Texte à lire:
+-------+

La collecte électronique de signatures dope la démocratie en Italie

Plus d’une centaine d’initiatives populaires et de référendums législatifs ont été lancés depuis quatre ans en Italie à l’échelon national. Si l’introduction d’une carte d’identité électronique et d’une plateforme de collecte des paraphes favorise cet usage, des obstacles subsistent.
Pour lancer, puis faire aboutir une initiative populaire ou un référendum législatif en Italie, il fallait disposer pendant longtemps d’une organisation solide, d’une pléthore de bras et d’un portefeuille garni.
«Chaque signature devait être certifiée par un notaire, puis authentifiée officiellement par la commune de résidence du ou de la signataire», se rappelle Riccardo Fraccaro. Ce juriste de 44 ans, originaire de la ville de Trente, dans le nord de l’Italie, a été durant quinze mois, entre 2018 et 2019, le premier et jusqu’ici le seul ministre au monde chargé de la démocratie directe, poste qu’il a occupé dans le cabinet du Président du Conseil italien de l’époque, Giuseppe Conte. Il s’était efforcé alors de biffer des restrictions et obstacles aux droits populaires dans son pays.

L’Italie recourt souvent aux instruments de la démocratie directe au même titre que la Suisse et le Liechtenstein. Ainsi, depuis cinquante ans, 88 référendums nationaux ont été organisés en Italie à l’initiative de citoyennes et citoyens qui ont récolté les paraphes nécessaires en dépit de freins juridiques et bureaucratiques.
«Des quorums ont été inscrits dans la Constitution par les pères fondateurs, qui étaient influencés par la dictature fasciste et la 2e Guerre mondiale», précise Riccardo Fraccaro. Ces garde-fous, pour des référendums et des modifications touchant à la Constitution, visaient surtout à protéger la nouvelle République contre des tentatives de prise de pouvoir, notamment par les communistes.

+-------+

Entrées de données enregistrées
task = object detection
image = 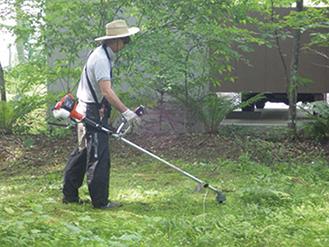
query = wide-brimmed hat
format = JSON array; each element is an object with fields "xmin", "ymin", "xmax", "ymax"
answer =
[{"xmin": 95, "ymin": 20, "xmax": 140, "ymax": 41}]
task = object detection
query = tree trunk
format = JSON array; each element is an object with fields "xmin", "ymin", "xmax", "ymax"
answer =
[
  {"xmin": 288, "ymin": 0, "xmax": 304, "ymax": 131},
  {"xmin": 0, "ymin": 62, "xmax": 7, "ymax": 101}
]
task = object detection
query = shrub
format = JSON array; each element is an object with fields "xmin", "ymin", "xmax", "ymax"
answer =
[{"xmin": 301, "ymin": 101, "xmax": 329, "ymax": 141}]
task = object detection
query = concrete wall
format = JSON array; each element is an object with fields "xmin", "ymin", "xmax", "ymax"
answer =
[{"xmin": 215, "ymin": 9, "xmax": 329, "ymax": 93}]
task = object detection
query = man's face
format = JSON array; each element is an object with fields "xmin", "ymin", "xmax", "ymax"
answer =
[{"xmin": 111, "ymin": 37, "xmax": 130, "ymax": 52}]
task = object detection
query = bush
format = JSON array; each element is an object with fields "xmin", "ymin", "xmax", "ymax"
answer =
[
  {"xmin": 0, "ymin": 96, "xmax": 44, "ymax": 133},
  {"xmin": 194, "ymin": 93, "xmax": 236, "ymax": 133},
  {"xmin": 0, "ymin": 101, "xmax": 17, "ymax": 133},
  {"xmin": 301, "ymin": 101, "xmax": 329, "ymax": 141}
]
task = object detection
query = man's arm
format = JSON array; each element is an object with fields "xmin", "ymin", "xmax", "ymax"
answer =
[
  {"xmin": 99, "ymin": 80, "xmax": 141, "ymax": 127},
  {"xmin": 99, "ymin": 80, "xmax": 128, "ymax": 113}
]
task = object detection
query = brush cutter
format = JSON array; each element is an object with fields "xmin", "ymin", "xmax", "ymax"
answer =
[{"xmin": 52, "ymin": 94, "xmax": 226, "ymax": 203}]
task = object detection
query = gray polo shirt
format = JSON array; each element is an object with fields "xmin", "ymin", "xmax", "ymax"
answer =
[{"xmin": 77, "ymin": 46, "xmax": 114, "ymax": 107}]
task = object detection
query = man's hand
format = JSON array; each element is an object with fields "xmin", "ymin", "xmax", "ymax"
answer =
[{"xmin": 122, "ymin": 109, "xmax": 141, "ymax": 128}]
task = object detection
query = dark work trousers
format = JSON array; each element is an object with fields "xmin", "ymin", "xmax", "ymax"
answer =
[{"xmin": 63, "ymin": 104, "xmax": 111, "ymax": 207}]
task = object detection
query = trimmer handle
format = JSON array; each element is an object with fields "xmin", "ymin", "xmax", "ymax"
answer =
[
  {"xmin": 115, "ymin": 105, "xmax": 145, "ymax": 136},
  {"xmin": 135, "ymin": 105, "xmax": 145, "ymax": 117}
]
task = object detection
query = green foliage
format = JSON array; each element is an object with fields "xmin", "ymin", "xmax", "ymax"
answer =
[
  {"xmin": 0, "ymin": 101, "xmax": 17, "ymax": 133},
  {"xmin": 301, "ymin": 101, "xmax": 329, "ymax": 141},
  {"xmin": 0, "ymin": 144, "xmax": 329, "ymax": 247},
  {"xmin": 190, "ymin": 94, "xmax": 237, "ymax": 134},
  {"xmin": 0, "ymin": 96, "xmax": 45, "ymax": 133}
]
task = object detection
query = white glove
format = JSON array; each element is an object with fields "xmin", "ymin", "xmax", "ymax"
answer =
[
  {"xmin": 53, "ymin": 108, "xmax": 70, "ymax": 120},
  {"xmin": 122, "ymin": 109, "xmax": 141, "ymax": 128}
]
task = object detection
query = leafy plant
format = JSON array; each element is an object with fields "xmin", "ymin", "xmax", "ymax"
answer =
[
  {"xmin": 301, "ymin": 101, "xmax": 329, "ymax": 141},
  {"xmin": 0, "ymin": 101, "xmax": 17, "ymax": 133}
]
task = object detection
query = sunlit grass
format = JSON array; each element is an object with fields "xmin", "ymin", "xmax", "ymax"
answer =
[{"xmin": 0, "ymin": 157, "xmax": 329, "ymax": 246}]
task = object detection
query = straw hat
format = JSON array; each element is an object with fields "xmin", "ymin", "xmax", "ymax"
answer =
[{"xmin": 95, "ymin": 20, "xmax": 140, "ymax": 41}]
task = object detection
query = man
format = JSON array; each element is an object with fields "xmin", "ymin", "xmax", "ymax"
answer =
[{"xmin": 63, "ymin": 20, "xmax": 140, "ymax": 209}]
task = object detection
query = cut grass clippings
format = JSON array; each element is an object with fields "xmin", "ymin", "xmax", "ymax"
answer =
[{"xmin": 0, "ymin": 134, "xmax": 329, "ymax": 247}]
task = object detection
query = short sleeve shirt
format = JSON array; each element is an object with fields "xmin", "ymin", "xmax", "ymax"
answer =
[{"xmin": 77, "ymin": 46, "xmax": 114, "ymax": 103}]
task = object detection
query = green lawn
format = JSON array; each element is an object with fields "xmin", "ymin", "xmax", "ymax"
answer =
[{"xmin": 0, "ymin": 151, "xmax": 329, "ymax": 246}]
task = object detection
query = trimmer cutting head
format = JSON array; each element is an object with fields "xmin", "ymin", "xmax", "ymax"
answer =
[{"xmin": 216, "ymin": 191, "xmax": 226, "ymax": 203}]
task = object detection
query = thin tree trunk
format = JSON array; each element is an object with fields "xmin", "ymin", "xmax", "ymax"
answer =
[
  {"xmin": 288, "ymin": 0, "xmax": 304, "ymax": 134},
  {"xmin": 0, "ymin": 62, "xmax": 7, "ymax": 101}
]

+-------+

Objectifs:
A – Résumez le texte en deux phrases.
B – Relevez chaque ligne des entrées qui contient le mot « trunk ».
Le texte et les entrées proviennent de sources distinctes.

Réponses:
A – Depuis quatre ans, plus d'une centaine d'initiatives populaires et de référendums législatifs ont été lancés en Italie à l'échelon national, un usage favorisé par la carte d'identité électronique et une plateforme de collecte des paraphes, même si des obstacles subsistent. Selon Riccardo Fraccaro, ancien ministre chargé de la démocratie directe, chaque signature devait autrefois être certifiée par un notaire puis authentifiée par la commune de résidence, tandis que les quorums inscrits dans la Constitution visaient à protéger la nouvelle République contre des tentatives de prise de pouvoir.

B –
query = tree trunk
query = thin tree trunk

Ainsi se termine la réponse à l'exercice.